## PROBLEM DETAILS
Render the lines from the one with "In the picture above, where can the mini" through the end of the records, both included, as a Markdown table with the columns Row and Line, leaving out blank lines.

## DATASET CONTENT

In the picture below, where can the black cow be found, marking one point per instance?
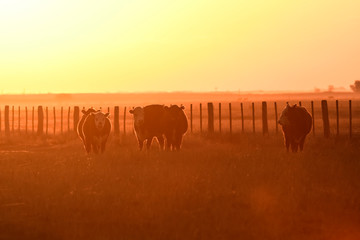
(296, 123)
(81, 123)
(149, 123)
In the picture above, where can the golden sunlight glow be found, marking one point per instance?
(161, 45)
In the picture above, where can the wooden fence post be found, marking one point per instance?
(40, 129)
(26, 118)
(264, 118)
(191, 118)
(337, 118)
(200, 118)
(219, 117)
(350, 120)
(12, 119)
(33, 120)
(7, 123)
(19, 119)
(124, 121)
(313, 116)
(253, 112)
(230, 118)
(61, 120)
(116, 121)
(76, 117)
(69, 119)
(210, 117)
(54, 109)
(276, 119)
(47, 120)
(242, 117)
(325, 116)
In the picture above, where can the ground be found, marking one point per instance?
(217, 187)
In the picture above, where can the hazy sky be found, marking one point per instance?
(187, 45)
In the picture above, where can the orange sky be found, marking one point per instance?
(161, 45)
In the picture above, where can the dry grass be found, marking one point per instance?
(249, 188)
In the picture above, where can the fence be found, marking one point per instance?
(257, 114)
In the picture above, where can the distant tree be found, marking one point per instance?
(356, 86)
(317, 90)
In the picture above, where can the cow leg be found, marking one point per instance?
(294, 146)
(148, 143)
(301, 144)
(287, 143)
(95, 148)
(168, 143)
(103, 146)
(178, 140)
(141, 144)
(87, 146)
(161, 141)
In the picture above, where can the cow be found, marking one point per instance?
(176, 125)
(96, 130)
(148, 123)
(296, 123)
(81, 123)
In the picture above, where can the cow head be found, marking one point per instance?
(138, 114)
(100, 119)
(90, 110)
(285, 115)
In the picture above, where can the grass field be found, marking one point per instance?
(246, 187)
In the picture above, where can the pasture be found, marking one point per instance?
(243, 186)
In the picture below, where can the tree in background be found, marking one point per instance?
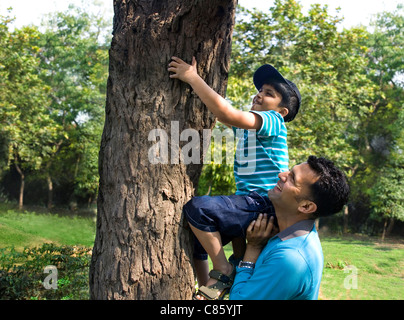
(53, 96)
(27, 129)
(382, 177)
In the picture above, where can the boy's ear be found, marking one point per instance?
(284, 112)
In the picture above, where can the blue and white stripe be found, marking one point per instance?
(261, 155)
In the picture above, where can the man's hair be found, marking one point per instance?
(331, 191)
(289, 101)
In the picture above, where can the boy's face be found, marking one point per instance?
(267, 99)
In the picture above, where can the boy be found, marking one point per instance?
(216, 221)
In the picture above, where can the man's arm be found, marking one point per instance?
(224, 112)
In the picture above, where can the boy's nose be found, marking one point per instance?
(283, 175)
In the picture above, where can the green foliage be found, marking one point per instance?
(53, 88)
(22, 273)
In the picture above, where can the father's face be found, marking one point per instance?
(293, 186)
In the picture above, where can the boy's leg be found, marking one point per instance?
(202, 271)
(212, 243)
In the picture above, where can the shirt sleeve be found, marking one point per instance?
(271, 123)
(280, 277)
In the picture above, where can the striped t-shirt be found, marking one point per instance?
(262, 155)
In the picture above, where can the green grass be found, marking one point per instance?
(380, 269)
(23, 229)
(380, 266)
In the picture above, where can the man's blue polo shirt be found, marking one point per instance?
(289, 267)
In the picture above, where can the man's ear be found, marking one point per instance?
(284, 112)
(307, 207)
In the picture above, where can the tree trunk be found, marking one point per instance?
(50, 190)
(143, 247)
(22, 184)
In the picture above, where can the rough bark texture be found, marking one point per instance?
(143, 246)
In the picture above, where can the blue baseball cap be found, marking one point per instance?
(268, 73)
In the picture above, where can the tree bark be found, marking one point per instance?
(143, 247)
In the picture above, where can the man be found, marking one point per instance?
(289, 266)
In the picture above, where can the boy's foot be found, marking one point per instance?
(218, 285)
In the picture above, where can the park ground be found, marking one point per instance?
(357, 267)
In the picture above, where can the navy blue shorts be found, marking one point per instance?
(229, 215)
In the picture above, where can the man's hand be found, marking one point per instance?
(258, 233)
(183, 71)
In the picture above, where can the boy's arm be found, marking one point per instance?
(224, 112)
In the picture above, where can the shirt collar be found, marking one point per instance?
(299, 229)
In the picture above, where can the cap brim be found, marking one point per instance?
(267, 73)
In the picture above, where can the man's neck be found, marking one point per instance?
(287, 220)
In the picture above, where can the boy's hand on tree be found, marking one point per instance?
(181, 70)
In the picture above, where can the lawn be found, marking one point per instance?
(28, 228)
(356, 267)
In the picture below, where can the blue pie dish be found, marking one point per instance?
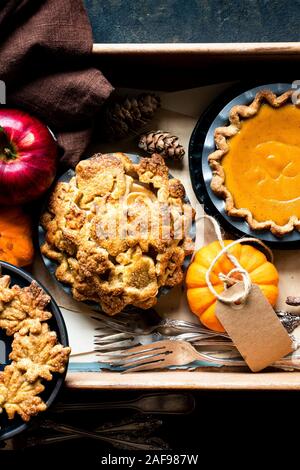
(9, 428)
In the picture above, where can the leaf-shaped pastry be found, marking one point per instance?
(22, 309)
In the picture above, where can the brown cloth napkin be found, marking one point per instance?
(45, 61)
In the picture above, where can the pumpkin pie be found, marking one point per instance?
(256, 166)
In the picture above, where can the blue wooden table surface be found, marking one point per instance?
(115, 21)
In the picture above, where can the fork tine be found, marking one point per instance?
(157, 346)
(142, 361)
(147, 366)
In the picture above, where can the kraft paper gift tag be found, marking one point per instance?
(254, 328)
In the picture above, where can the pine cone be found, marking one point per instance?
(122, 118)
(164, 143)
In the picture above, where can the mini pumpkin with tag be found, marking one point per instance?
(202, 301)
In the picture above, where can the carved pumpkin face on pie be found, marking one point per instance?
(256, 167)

## EXPECTED ANSWER
| Row | Line |
|---|---|
| 1 | In the picture above, where can the mini pumpkin with tag be found, marking one point per instance? |
| 2 | (202, 301) |
| 3 | In the picture above, where can the carved pumpkin face on pie be found, marking one point per instance? |
| 4 | (256, 167) |